*** TEXT PROVIDED

Robin Cook announced chicken tikka masala as the new national dish of Great Britain.  Food critics immediately responded by condemning it as a British invention.  Chicken tikka masala, they sneered, was not a shining example of British multiculturalism but a demonstration of the British facility for reducing all foreign foods to their most unappetizing and inedible forms.  Rathar than the inspired invention of an enterprising Indian chef, this offensive dish was dismissed as the result of an ignorant customer's complaint that his chicken tikka was too dry.  When the chef whipped together a can of Campbell's tomato soup, some cream, and a few spices to provide a gravy for the offending chicken, he produced a mongrel dish of which, to their shame, Britons now eat at least 18 tons a week.

That is from Lizzie Collingham's Curry: A Tale of Cooks and Conquerors, an excellent look at the history of Indian food, and especially the Persian origins of many Indian dishes.

Posted by Tyler Cowen on August 18, 2006 at 07:22 AM in Food and Drink | Permalink

Comments

But it is delicious!

Posted by: goodness_of_fit at Aug 18, 2006 10:07:15 AM

It's "fusion" if you like it, a "mongrel dish" if you don't.

******
*** DATASET EXTRACT

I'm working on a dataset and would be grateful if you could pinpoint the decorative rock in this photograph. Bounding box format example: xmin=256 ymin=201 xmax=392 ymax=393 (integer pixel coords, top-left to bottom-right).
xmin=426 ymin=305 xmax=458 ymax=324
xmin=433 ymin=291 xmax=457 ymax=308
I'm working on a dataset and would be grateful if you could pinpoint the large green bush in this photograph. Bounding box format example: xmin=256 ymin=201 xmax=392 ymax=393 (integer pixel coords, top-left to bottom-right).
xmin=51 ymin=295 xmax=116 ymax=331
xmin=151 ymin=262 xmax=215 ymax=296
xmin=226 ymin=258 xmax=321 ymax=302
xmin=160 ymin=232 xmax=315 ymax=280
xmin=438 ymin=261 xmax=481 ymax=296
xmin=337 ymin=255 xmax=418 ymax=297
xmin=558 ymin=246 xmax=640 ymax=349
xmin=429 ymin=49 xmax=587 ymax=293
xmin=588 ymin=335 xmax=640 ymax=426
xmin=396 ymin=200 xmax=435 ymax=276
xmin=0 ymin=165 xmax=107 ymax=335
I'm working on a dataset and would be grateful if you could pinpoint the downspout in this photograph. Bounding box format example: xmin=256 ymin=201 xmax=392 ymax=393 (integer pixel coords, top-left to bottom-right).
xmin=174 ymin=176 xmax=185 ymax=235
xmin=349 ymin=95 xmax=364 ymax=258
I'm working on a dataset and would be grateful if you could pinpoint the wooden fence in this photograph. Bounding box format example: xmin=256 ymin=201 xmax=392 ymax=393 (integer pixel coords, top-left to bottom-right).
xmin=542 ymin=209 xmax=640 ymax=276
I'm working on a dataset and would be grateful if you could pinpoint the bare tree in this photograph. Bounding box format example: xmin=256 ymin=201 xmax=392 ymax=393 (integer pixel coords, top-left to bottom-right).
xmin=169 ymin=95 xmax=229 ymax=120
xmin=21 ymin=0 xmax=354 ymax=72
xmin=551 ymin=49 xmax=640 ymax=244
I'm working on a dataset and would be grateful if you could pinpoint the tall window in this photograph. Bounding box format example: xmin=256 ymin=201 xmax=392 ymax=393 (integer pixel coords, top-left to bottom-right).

******

[TASKS AND EXERCISES]
A. Output the lines of the listing, from its first line through the line holding "xmin=433 ymin=291 xmax=457 ymax=308", inclusive, as a JSON list of strings with one string per line and blank lines left out.
B. Write what comes next in the blog post about chicken tikka masala, picking up after its last sentence.

[PER-TASK OUTPUTS]
A.
[
  "I'm working on a dataset and would be grateful if you could pinpoint the decorative rock in this photograph. Bounding box format example: xmin=256 ymin=201 xmax=392 ymax=393 (integer pixel coords, top-left to bottom-right).",
  "xmin=426 ymin=305 xmax=458 ymax=324",
  "xmin=433 ymin=291 xmax=457 ymax=308"
]

B.
Posted by: mschrist at Aug 18, 2006 10:25:35 AM

I am not able to read the comments that have been
posted, but one problem with this huffing and puffing
is that curry is not a single formula. It varies
enormously and widely across different regions of India.
Same goes for tikka. That tikka has been modified in
UK is not a big deal. The same thing has been going on
with respect to Chinese cuisine around the world; you
will not find chop suey in China. Indeed, Chinese cuisine
has been modified in India itself. I find it hard to get
very worked up about this alleged degradation of cuisine
by the former imperialists.

Posted by: Barkley Rosser at Aug 18, 2006 10:52:00 AM

A wonderful British-Hungarian dish from my undergraduate days: curried spaghetti and rice with chips.

Posted by: dearieme at Aug 18, 2006 11:33:57 AM

mschrist: nicely put.

Here are a couple more inauthentic national dishes: American pizza and Japanese
curry raisu. And I have seen, and eaten, curry raisu flavored pizza.

Posted by: Acad Ronin at Aug 18, 2006 12:12:11 PM

I am an Australian of British decent via 2 and 3 generations of Indian Colonialists. This by no means makes me an expert! However, having shown an interest in food from a very early age, I recall my Grandmother telling me of how many Indian dishes were bastardised at the whim of the British settlers, and that those same dishes where once again bastardised whence they were brought to Australia. It is nothing new, as the previous comments have it. Vindaloo after all is a dish bastardised by the Goan populus from a Portuguese dish. Almost all of the most beloved dishes in the world are a combination of a favourite local cooking style or ingredient and a foreign cooking style or ingredient. The famous ragu a la Bolognese? Where did the tomatoes come from in this dish? The America's of course!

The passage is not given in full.